### [Instructions to follow]
In the article on testing Java applications against Elasticsearch 5.0, what class does the Elasticsearch test framework provide for bootstrapping Elasticsearch in tests?

### [Selected extract]
%%
Testing a Java and Elasticsearch 5.0 application

2016-11-30 elasticsearch

A long time ago, I wrote this article in french explaining how to test a Java application talking to Elasticsearch. At that time (Elasticsearch 1.x), it was easy to start en embedded Elasticsearch, it was a oneliner:

Node node = NodeBuilder.nodeBuilder().node();

Starting with Elasticsearch 5.0, it’s forbidden to start an embedded Elasticsearch. The NodeBuilder class used above doesn’t exist anymore, and most of classes used to start Elasticsearch as a server are hidden and sealed. In short, it’s not as easy as before to test your Elasticsearch access layer, Java developers have lost their advantage of using the same language as Elasticsearch. Most solutions described in this article can probably apply to other languages: Ruby, Python, JavaScript…​

Let’s see which options are left.

Elasticsearch Testing framework

This test framework is used by the Elastic team to test Elasticsearch itself. Undercover, it uses the Randomized Testing which is also used to test Apache Lucene. This library can be downloaded as a Maven dependency:

<dependency>
  <groupId>org.elasticsearch.test</groupId>
  <artifactId>framework</artifactId>
  <version>5.0.1</version>
  <scope>test</scope>
</dependency>

It contains an ESIntegTestCase which is able to bootstrap an Elasticsearch for tests:

public class CustomerDaoTests extends ESIntegTestCase {

}

It looks simple and convenient, but for the average Java developer, this library raises multiple problems:

  • It brings numerous dependencies in your test environment (Log4J2, Commons *…​)

  • It doesn’t mix properly with usual libraries (see jar hell error below)

  • It enforces security by enabling Java’s Security Manager (see access denied error below)

  • It doesn’t support HTTP protocol (only internal transport procol)

java.lang.RuntimeException: found jar hell in test classpath

	at org.elasticsearch.bootstrap.BootstrapForTesting.<clinit>(BootstrapForTesting.java:90)
	at org.elasticsearch.test.ESTestCase.<clinit>(ESTestCase.java:145)


java.security.AccessControlException: access denied ("java.lang.RuntimePermission" "accessDeclaredMembers")

	at java.security.AccessControlContext.checkPermission(AccessControlContext.java:472)

In short, this library is appropriate to develop an Elasticsearch plugin, but that’s all.

If we can not start Elasticsearch from inside the test, let’s start it from outside.

Elasticsearch scripting

From now on, we will start a real Elasticsearch process, we won’t use anymore a slimmed down version with specifics settings. Our tests will get more realistic, but also harder to set up.

In order to automate test execution, my first solution is to create a script to install and start Elasticsearch. This script can later be ran from CI configuration, before running the build script (Maven, Gradle…​).

Here is a short example:

elasticsearch-start.sh
#!/usr/bin/env bash

TARGET_DIR="$(dirname $0)/target"
ES_VERSION=5.0.0
ES_DIR=${TARGET_DIR}/elasticsearch-${ES_VERSION}
mkdir -p ${TARGET_DIR}

ES_TAR=${TARGET_DIR}/elasticsearch-${ES_VERSION}.tar.gz
ES_URL=https://artifacts.elastic.co/downloads/elasticsearch/elasticsearch-${ES_VERSION}.tar.gz
curl -o ${ES_TAR} ${ES_URL}                                                     (1)
%%
### [Excerpted records]
%%
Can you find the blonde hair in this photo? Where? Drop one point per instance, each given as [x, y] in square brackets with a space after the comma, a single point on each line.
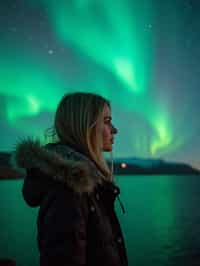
[77, 123]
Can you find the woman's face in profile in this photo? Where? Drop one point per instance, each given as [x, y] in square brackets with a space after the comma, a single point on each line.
[108, 130]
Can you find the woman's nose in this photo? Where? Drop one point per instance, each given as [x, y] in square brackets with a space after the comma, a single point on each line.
[114, 130]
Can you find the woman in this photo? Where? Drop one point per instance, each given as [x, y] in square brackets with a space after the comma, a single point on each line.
[73, 186]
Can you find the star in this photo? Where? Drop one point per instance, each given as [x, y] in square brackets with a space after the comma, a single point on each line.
[13, 29]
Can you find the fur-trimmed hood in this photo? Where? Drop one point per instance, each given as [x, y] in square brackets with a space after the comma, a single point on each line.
[60, 162]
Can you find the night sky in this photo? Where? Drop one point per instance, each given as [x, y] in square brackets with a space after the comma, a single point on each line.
[142, 55]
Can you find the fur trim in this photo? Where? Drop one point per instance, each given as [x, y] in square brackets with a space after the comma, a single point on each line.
[78, 172]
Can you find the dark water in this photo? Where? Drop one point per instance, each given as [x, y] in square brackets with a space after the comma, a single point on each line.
[161, 223]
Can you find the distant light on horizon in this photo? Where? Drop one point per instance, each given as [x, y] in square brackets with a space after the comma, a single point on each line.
[123, 165]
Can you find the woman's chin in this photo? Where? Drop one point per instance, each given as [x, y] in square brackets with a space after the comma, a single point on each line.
[107, 148]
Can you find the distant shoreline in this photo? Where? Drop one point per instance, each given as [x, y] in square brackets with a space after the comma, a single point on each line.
[122, 166]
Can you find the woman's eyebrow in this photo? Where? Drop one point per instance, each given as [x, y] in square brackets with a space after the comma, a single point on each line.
[108, 117]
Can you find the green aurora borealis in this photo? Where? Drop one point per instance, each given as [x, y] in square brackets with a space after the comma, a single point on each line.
[132, 53]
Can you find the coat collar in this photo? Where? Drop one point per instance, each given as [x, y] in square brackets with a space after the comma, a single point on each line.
[59, 161]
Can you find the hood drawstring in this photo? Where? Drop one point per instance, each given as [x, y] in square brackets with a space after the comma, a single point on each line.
[121, 205]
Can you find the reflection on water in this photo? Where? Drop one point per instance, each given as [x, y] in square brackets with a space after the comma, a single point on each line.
[162, 220]
[161, 223]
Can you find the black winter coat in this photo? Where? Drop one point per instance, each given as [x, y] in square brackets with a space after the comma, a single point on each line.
[77, 223]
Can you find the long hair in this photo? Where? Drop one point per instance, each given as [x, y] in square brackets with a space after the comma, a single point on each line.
[77, 123]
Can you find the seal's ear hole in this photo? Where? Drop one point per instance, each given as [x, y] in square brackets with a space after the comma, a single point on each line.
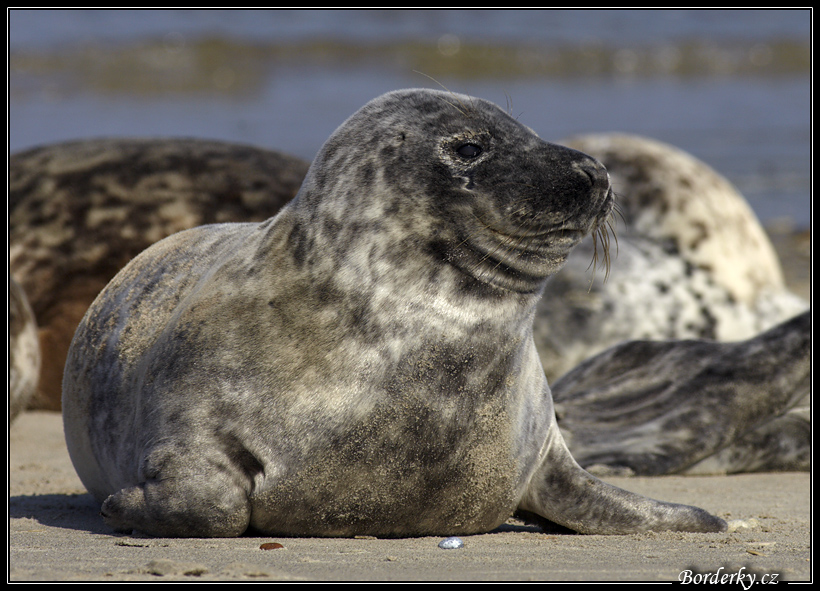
[468, 150]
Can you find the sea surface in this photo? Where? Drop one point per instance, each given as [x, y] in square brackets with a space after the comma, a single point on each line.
[733, 87]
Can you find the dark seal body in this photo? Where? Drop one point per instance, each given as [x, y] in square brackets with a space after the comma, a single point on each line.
[362, 363]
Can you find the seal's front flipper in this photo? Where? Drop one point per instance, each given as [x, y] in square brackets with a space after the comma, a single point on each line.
[179, 507]
[563, 493]
[659, 407]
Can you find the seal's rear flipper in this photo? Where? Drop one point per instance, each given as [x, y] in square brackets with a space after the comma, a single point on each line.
[659, 407]
[563, 493]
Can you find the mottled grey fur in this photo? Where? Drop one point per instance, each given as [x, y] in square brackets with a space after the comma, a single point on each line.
[363, 362]
[79, 211]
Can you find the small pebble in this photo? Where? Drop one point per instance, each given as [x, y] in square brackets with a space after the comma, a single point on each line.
[737, 525]
[450, 543]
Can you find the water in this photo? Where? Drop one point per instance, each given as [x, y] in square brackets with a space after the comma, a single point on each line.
[731, 87]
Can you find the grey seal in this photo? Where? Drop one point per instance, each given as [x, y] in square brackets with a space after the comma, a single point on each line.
[693, 263]
[80, 210]
[692, 406]
[361, 363]
[24, 351]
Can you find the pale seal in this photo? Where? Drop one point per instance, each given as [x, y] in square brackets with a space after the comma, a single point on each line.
[363, 362]
[24, 351]
[80, 210]
[692, 261]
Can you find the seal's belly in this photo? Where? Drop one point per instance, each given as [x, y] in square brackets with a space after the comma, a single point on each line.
[397, 484]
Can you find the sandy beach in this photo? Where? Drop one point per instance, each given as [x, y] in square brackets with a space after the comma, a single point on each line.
[56, 534]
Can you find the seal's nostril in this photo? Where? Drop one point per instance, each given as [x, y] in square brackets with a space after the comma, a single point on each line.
[596, 172]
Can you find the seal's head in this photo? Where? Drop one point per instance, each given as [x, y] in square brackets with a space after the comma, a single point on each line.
[473, 187]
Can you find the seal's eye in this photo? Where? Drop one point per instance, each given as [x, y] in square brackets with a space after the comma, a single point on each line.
[468, 150]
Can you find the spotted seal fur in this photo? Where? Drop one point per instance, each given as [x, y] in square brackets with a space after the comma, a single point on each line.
[363, 362]
[693, 261]
[80, 210]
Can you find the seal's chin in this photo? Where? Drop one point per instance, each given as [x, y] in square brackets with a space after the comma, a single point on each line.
[521, 262]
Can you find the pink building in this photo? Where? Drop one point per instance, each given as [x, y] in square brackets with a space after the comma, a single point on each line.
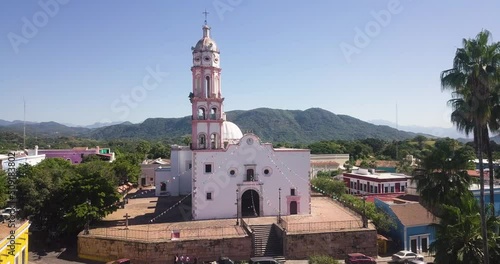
[76, 155]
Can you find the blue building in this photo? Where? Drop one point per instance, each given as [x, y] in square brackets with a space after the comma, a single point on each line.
[476, 191]
[413, 230]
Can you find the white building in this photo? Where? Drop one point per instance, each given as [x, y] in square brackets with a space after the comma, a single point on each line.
[327, 162]
[30, 157]
[227, 173]
[364, 181]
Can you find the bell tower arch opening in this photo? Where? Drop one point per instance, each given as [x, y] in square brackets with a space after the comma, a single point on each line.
[207, 85]
[250, 204]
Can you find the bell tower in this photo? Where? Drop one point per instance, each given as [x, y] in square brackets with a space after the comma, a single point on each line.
[206, 97]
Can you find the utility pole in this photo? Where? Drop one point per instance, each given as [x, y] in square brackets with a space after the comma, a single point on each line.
[237, 209]
[279, 205]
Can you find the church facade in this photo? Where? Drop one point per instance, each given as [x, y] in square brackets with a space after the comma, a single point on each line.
[227, 173]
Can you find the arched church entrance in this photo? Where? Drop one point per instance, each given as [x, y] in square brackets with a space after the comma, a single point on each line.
[293, 207]
[250, 206]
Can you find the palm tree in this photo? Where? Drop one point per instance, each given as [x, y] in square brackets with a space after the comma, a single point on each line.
[472, 78]
[458, 234]
[444, 174]
[461, 117]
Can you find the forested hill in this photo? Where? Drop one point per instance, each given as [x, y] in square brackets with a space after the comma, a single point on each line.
[274, 125]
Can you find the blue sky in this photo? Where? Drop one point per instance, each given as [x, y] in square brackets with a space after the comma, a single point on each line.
[85, 57]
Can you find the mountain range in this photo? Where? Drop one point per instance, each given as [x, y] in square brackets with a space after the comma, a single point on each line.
[450, 132]
[274, 125]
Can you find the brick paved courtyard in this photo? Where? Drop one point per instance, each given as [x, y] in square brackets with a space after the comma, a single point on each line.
[171, 214]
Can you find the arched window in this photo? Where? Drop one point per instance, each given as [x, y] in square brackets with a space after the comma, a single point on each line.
[202, 141]
[250, 175]
[207, 85]
[214, 142]
[213, 113]
[201, 113]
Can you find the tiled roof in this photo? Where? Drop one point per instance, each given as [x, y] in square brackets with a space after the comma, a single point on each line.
[315, 162]
[413, 214]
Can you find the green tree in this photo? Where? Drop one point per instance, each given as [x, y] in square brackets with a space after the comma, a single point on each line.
[420, 141]
[4, 189]
[458, 233]
[89, 195]
[322, 259]
[444, 175]
[39, 191]
[472, 79]
[329, 186]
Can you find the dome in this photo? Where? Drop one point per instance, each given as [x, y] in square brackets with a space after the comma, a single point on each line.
[231, 131]
[206, 43]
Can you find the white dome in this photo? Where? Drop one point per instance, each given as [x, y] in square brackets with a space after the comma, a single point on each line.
[231, 131]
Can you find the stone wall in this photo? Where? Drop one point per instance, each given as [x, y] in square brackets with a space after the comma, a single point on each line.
[335, 244]
[107, 249]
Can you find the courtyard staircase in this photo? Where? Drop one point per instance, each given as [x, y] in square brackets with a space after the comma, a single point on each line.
[266, 242]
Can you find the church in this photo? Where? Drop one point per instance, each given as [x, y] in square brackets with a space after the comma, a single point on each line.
[230, 174]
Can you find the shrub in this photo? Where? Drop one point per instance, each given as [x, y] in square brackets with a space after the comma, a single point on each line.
[322, 259]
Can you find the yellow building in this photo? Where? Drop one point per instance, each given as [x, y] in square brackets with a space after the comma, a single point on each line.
[14, 243]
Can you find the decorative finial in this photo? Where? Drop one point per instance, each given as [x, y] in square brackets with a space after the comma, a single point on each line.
[206, 15]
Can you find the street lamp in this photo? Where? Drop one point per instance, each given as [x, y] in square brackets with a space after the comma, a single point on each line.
[279, 205]
[365, 220]
[237, 209]
[87, 225]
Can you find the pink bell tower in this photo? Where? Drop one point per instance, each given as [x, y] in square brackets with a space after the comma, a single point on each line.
[206, 98]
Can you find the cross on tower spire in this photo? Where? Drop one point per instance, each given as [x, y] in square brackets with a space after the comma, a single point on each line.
[206, 15]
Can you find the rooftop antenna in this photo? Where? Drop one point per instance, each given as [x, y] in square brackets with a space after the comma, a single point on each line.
[397, 128]
[206, 15]
[24, 124]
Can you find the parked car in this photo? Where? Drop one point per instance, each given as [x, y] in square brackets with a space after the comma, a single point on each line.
[120, 261]
[404, 256]
[416, 261]
[358, 258]
[221, 260]
[263, 260]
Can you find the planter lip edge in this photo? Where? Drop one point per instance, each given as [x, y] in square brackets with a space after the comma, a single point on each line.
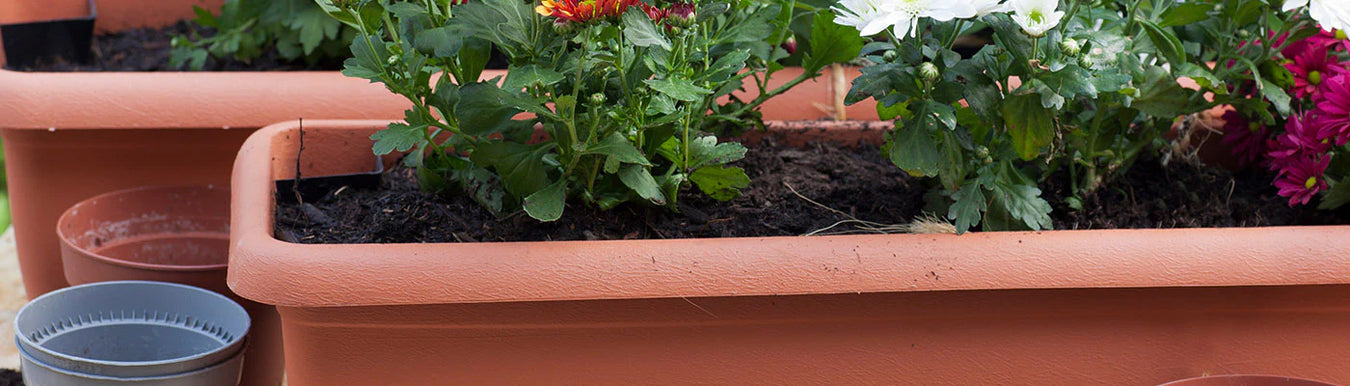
[267, 270]
[122, 99]
[30, 100]
[65, 242]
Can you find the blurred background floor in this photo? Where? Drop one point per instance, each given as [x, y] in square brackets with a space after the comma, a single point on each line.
[11, 298]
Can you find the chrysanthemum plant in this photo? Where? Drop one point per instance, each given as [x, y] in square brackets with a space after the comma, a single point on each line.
[1284, 68]
[621, 91]
[1068, 88]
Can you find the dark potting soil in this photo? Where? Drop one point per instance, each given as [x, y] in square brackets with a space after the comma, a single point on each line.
[10, 378]
[853, 180]
[149, 49]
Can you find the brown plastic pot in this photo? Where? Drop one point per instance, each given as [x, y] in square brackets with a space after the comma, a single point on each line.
[1127, 307]
[182, 128]
[168, 234]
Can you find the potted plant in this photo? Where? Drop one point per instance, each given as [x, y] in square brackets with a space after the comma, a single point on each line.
[1127, 305]
[112, 141]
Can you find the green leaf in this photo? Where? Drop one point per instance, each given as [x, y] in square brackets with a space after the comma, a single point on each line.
[706, 151]
[1275, 95]
[506, 23]
[1185, 14]
[547, 204]
[1071, 81]
[640, 180]
[1160, 93]
[678, 89]
[520, 77]
[726, 66]
[1203, 77]
[640, 31]
[720, 182]
[1023, 203]
[1030, 124]
[914, 150]
[521, 166]
[397, 136]
[1167, 42]
[482, 108]
[442, 42]
[758, 27]
[367, 58]
[618, 147]
[830, 43]
[967, 207]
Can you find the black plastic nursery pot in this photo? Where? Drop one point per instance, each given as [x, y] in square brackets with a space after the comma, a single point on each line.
[29, 43]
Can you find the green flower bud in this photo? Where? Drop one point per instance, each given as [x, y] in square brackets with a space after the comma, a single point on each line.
[1071, 47]
[929, 72]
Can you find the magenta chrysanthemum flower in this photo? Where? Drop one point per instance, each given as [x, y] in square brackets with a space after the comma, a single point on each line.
[1334, 108]
[1334, 41]
[1303, 178]
[1302, 138]
[1311, 66]
[1246, 139]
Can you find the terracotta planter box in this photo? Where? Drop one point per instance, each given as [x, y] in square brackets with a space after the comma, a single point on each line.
[72, 135]
[1140, 307]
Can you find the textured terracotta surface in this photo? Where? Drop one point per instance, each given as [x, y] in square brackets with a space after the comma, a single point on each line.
[1064, 307]
[169, 234]
[69, 136]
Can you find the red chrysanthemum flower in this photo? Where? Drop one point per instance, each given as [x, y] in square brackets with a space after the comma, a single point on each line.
[1334, 108]
[1246, 139]
[1311, 65]
[1303, 178]
[1302, 138]
[585, 11]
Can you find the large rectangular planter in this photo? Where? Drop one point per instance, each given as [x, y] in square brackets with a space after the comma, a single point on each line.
[72, 135]
[1129, 307]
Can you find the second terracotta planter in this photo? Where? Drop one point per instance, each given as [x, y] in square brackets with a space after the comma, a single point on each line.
[1126, 307]
[168, 234]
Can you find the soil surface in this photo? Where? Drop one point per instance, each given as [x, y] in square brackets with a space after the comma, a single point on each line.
[10, 378]
[853, 180]
[149, 49]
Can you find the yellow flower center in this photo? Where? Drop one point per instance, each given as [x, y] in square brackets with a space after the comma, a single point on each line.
[1036, 16]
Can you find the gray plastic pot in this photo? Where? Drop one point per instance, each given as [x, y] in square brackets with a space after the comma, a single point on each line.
[131, 332]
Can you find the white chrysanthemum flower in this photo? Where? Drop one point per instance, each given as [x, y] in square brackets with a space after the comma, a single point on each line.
[1036, 16]
[872, 16]
[1330, 14]
[868, 16]
[984, 7]
[938, 10]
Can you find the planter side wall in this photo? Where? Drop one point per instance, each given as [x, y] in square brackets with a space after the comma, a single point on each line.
[1072, 336]
[51, 170]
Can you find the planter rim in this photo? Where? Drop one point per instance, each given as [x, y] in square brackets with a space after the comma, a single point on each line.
[119, 100]
[1244, 377]
[267, 270]
[65, 239]
[112, 100]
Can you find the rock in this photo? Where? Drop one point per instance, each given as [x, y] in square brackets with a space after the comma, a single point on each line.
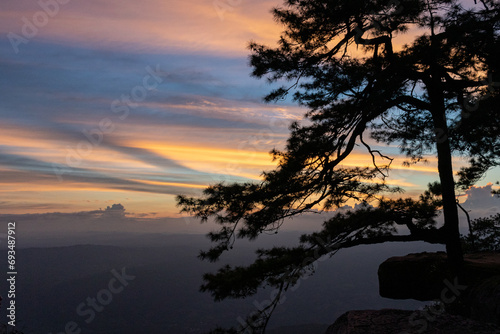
[390, 321]
[484, 301]
[422, 276]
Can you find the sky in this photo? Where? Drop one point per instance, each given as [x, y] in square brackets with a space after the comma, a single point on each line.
[131, 103]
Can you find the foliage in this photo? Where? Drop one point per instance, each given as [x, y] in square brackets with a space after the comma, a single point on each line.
[486, 233]
[339, 59]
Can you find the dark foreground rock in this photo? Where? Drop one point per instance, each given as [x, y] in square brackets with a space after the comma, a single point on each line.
[427, 276]
[389, 321]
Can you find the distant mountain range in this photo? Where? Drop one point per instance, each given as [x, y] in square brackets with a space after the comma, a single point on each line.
[90, 287]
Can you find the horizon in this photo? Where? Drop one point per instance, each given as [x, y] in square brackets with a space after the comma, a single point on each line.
[124, 106]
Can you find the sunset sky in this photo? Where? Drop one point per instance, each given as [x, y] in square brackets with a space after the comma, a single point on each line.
[134, 102]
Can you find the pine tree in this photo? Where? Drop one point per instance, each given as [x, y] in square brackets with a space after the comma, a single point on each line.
[341, 59]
%%
### [Full response]
ESIntegTestCase